━━━━━ Input material

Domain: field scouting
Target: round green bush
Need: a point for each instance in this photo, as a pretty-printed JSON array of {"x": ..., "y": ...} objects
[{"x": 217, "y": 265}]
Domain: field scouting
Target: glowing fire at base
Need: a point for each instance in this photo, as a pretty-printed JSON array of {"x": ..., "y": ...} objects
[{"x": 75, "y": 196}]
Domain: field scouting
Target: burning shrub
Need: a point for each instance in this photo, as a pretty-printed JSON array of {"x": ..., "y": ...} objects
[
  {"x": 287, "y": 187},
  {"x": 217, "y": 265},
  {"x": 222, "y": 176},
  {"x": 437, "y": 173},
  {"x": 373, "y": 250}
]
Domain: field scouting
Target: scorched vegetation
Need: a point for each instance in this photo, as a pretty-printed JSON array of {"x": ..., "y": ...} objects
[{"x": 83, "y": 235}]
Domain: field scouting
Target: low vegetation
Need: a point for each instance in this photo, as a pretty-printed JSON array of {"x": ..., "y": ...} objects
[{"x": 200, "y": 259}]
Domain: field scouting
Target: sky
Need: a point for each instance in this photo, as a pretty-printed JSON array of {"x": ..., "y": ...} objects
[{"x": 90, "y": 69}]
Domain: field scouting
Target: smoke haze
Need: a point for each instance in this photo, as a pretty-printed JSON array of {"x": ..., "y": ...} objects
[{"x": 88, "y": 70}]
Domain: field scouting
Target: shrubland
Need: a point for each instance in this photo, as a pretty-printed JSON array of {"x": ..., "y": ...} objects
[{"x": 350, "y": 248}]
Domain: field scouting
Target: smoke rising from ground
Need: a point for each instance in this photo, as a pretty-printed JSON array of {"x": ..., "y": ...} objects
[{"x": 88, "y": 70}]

━━━━━━━━━━

Copy out all the records exactly.

Domain: field scouting
Target: round green bush
Need: a point for each instance in this photo, as a pretty-printed JSON array of {"x": ..., "y": ...} objects
[{"x": 217, "y": 265}]
Domain: field scouting
Target: glowing fire at base
Need: a point for each instance in this photo, as a pretty-printed JSON array of {"x": ..., "y": ...} objects
[{"x": 75, "y": 196}]
Domain: field scouting
Target: burning shrub
Need: a point for each instance in this photo, as a pretty-printed JSON array of {"x": ..., "y": ...} objects
[
  {"x": 287, "y": 187},
  {"x": 217, "y": 265},
  {"x": 222, "y": 176},
  {"x": 437, "y": 173},
  {"x": 373, "y": 250}
]
Domain: field scouting
Target: scorched vegetation
Need: a point for each instance in this photo, as a pretty-printed JSON array of {"x": ..., "y": ...} objects
[{"x": 83, "y": 235}]
Domain: field scouting
Target: low vegetation
Need: a point for each instance in this photo, as a pretty-printed JSON array of {"x": ..., "y": ...} objects
[{"x": 200, "y": 259}]
Domain: field scouting
Target: sky
Need: a point for each instance in this photo, as a pretty-printed JSON array of {"x": ..., "y": ...} objects
[{"x": 90, "y": 69}]
Domain: field scouting
Target: smoke haze
Need: a point for each instance in this photo, as a pretty-printed JSON array of {"x": ..., "y": ...} objects
[{"x": 88, "y": 70}]
Domain: field scouting
Target: shrubland
Need: a point for each instance in this photo, as a pretty-printed JSON array of {"x": ..., "y": ...} objects
[{"x": 350, "y": 248}]
Domain: field scouting
Target: smoke rising from ground
Need: a point for each instance in this photo, as a pretty-printed JSON array of {"x": ..., "y": ...} objects
[{"x": 88, "y": 70}]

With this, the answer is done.